» **PROBLEM REQUIREMENTS**: Starting at the line containing "Q. Point to the concrete" and ending at the line containing "pixel 105 180", rewrite those records with "tiger cub" replaced by "lion cub" and everything else unchanged. Give only those lines.
**** DATA SHOWN ****
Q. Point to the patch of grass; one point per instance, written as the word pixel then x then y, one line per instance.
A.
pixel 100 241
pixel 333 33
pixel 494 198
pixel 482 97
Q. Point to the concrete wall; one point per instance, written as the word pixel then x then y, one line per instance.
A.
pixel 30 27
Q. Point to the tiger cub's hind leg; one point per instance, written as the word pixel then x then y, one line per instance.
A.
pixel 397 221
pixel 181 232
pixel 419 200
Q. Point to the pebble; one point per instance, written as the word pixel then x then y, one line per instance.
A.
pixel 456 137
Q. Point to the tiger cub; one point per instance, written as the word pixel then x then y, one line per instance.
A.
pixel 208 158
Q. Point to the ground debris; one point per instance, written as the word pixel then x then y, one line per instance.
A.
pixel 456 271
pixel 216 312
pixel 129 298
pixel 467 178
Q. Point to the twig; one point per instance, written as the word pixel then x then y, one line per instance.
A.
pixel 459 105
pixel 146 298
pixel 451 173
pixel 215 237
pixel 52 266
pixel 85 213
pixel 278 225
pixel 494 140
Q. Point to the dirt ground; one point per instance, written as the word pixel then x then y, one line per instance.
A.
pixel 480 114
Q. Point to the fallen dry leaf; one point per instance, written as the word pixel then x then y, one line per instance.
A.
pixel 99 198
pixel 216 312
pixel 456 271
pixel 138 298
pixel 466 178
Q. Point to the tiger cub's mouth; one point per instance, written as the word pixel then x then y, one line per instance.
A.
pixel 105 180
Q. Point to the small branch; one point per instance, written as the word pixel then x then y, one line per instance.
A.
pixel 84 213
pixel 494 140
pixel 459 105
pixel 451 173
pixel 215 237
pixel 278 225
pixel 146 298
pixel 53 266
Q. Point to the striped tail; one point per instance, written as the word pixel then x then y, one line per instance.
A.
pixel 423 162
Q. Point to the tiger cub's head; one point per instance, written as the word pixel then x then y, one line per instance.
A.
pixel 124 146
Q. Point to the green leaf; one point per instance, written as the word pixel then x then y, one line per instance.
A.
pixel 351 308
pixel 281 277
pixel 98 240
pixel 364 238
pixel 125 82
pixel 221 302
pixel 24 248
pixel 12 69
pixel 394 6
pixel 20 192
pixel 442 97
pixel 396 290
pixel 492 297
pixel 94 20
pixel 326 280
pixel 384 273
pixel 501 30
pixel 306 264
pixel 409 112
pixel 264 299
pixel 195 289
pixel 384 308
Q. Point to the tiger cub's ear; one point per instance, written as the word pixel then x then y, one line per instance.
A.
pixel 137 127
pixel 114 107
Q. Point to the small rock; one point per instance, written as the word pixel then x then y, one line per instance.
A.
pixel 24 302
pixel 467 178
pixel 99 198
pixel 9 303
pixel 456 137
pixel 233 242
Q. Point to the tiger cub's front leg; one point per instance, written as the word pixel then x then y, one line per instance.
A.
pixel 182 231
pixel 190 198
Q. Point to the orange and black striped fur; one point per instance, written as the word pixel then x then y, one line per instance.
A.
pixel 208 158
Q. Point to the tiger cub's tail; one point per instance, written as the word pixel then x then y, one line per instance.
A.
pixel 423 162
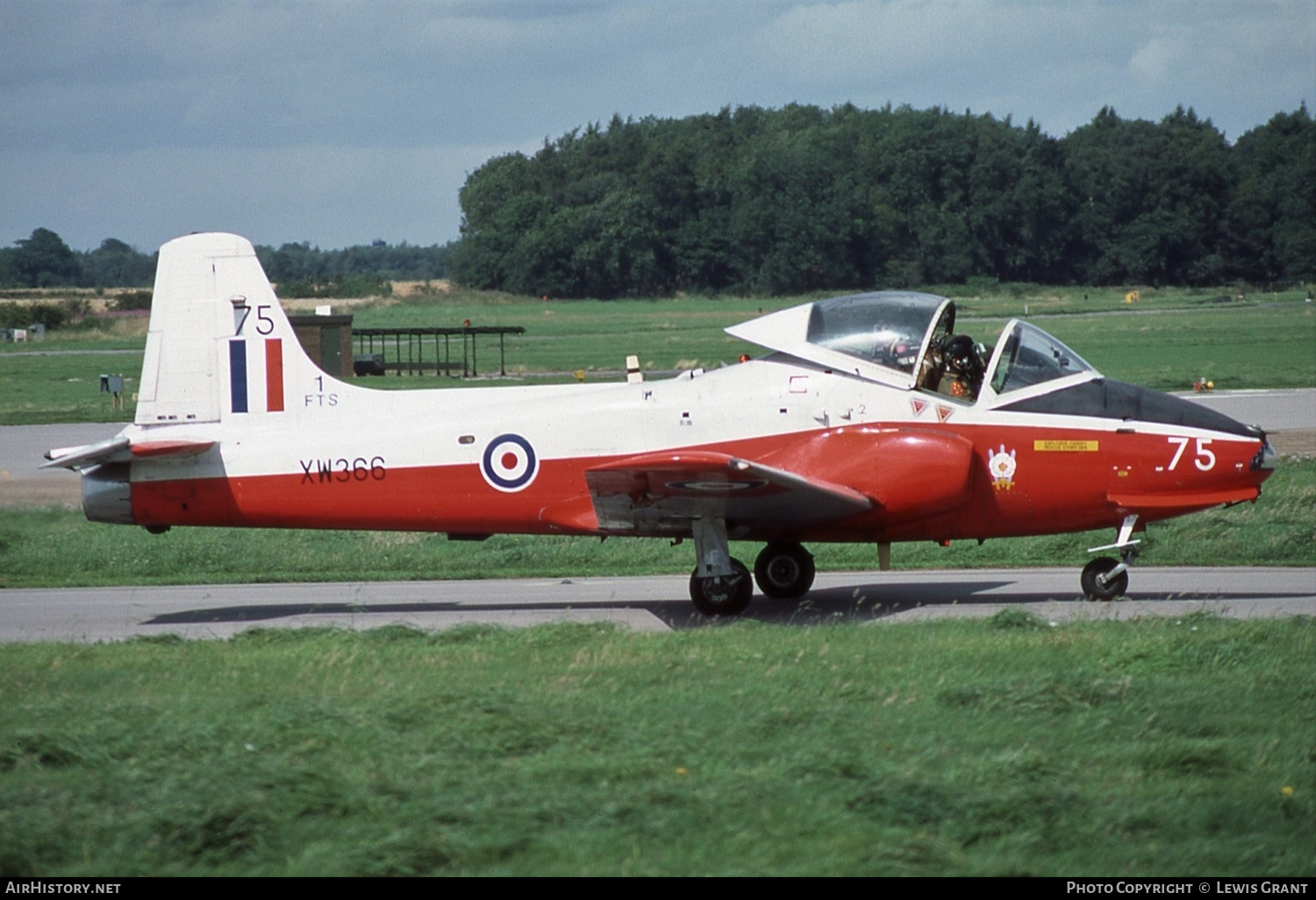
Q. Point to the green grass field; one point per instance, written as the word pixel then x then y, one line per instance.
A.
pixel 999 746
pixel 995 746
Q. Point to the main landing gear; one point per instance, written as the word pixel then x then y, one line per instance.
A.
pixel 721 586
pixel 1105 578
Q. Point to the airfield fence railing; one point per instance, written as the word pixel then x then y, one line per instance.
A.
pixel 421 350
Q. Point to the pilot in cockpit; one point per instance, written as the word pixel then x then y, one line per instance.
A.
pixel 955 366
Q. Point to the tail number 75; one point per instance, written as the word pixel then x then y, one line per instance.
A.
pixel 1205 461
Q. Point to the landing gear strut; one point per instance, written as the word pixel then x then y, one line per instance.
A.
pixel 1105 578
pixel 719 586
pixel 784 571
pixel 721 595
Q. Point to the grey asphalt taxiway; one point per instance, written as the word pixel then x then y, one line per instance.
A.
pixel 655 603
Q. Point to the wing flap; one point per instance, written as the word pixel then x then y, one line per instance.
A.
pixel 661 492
****
**** DATA SHOWN ****
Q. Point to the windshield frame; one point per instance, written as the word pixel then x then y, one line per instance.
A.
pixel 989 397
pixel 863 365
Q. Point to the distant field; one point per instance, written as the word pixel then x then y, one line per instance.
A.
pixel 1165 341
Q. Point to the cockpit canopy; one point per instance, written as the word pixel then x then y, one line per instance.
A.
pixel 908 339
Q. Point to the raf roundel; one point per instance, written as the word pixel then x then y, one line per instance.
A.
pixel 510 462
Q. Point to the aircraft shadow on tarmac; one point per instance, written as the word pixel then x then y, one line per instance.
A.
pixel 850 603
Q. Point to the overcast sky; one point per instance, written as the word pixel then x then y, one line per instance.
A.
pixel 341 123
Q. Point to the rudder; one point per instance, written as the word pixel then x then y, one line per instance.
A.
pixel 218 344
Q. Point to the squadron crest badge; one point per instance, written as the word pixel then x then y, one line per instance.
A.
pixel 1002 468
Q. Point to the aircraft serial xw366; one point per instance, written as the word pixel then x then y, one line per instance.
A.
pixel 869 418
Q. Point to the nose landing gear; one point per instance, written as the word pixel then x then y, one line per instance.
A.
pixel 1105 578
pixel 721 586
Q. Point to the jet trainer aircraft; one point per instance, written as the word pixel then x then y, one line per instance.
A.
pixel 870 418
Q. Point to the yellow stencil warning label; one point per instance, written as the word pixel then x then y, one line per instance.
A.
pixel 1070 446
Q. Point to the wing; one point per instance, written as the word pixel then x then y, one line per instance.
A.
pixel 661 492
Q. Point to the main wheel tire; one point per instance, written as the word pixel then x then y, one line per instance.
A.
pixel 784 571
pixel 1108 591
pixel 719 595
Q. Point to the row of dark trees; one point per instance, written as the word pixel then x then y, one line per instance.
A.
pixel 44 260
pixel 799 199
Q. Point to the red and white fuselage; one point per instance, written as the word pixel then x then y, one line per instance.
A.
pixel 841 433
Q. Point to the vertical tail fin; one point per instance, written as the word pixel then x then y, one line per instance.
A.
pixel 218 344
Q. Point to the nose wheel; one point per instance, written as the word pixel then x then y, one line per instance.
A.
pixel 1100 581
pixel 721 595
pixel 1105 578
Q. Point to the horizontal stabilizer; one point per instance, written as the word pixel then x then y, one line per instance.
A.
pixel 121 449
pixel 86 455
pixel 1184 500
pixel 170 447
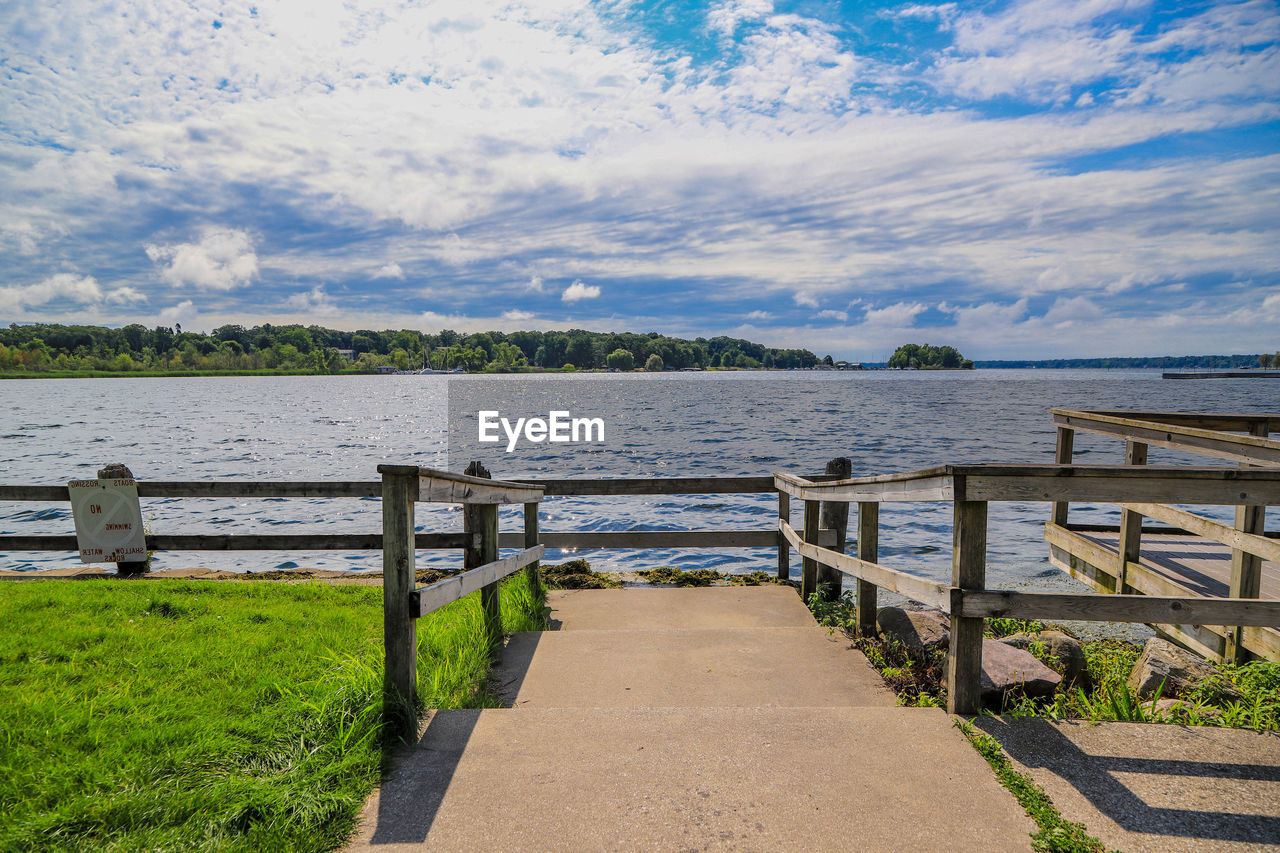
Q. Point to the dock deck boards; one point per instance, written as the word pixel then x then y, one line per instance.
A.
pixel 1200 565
****
» **SOLUTION TO THIS TASK**:
Q. Point to the concrete wall; one point per instance, written as the word pixel then x then y, one line per instance.
A.
pixel 30 27
Q. Point to the lion cub's hind leg; one point per instance, written as the word pixel then x then y, one line per instance.
A.
pixel 397 221
pixel 181 232
pixel 419 200
Q. Point to the pebble; one point per instance, written as the word pixel then x then y, one line per instance.
A.
pixel 456 137
Q. Point to the lion cub; one point per instance, written as the word pixel then x then y, one line per instance.
A.
pixel 208 158
Q. Point to the ground debris; one point per instance, written as the word pixel then x then y, one line per instance.
A.
pixel 456 271
pixel 216 312
pixel 129 298
pixel 467 178
Q. Point to the twig; one point per instance, written as the word pixel then x then y, one line per instance.
A.
pixel 459 105
pixel 146 298
pixel 451 173
pixel 215 237
pixel 52 266
pixel 85 213
pixel 278 225
pixel 494 140
Q. Point to the dirt ground; one point per instance, written as the word pixel then x then y, one line per instance.
A.
pixel 480 114
Q. Point to the fallen dry leaf; one point per instance, written as the word pixel then x then y, one line per instance.
A.
pixel 99 198
pixel 216 312
pixel 456 271
pixel 138 298
pixel 466 178
Q. Point to the lion cub's mouth; one point per instance, written as the word pixel then x then y, one line per instance.
A.
pixel 105 180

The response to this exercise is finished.